====== ITEMS
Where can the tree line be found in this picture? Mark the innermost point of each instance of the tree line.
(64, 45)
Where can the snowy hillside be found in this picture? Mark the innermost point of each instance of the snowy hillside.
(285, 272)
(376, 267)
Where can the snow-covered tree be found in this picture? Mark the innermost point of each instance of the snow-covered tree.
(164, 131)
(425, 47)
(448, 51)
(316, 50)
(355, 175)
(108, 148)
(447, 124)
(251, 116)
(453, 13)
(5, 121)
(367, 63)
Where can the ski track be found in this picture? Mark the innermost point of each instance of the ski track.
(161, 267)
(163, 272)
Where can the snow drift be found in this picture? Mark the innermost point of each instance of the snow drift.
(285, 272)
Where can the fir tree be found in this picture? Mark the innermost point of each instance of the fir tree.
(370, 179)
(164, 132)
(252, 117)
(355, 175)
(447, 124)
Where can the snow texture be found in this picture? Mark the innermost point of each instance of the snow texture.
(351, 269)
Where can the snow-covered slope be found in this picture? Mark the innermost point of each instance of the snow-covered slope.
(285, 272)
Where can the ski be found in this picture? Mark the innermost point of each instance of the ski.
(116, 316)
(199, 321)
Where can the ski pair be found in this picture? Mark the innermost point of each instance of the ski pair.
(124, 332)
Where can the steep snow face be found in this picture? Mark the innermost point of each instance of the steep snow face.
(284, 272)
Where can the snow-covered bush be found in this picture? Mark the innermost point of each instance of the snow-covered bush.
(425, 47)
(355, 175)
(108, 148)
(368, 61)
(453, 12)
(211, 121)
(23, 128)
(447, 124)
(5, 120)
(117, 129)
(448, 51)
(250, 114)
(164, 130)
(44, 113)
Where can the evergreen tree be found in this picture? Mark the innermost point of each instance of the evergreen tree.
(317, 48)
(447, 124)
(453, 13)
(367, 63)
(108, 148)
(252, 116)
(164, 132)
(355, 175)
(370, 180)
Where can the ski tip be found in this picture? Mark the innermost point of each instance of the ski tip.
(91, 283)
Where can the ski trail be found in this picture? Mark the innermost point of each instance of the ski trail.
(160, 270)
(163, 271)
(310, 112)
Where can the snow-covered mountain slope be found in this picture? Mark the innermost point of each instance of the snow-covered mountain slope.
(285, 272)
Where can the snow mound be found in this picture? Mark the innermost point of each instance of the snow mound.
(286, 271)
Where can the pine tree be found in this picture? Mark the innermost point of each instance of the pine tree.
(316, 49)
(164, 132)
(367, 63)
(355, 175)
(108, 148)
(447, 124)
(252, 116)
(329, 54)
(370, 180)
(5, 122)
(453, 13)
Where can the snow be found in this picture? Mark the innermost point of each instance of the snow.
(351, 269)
============
====== ITEMS
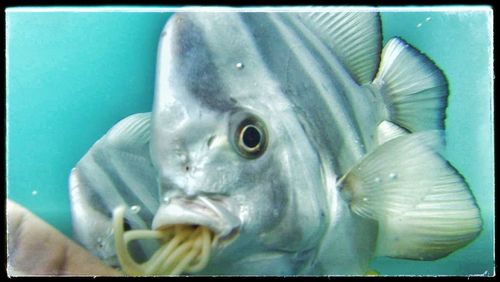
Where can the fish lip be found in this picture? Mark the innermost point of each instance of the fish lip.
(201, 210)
============
:: THE REQUEST ::
Gather every line in the records above that contains the string "covered". Case matters.

:: RESPONSE TO THE EXERCISE ::
Where can the snow-covered tree be found in this picture? Mark the innermost point of each instance of the snow-covered tree.
Where can the snow-covered slope be found in this picture? Mark the innermost point of each instance of the snow-covered slope.
Where can the snow-covered bush be found in this picture? Mark the innermost point of each instance of the snow-covered bush.
Where can the snow-covered mountain slope be found in this picture? Mark the innermost point of each instance of the snow-covered mountain slope.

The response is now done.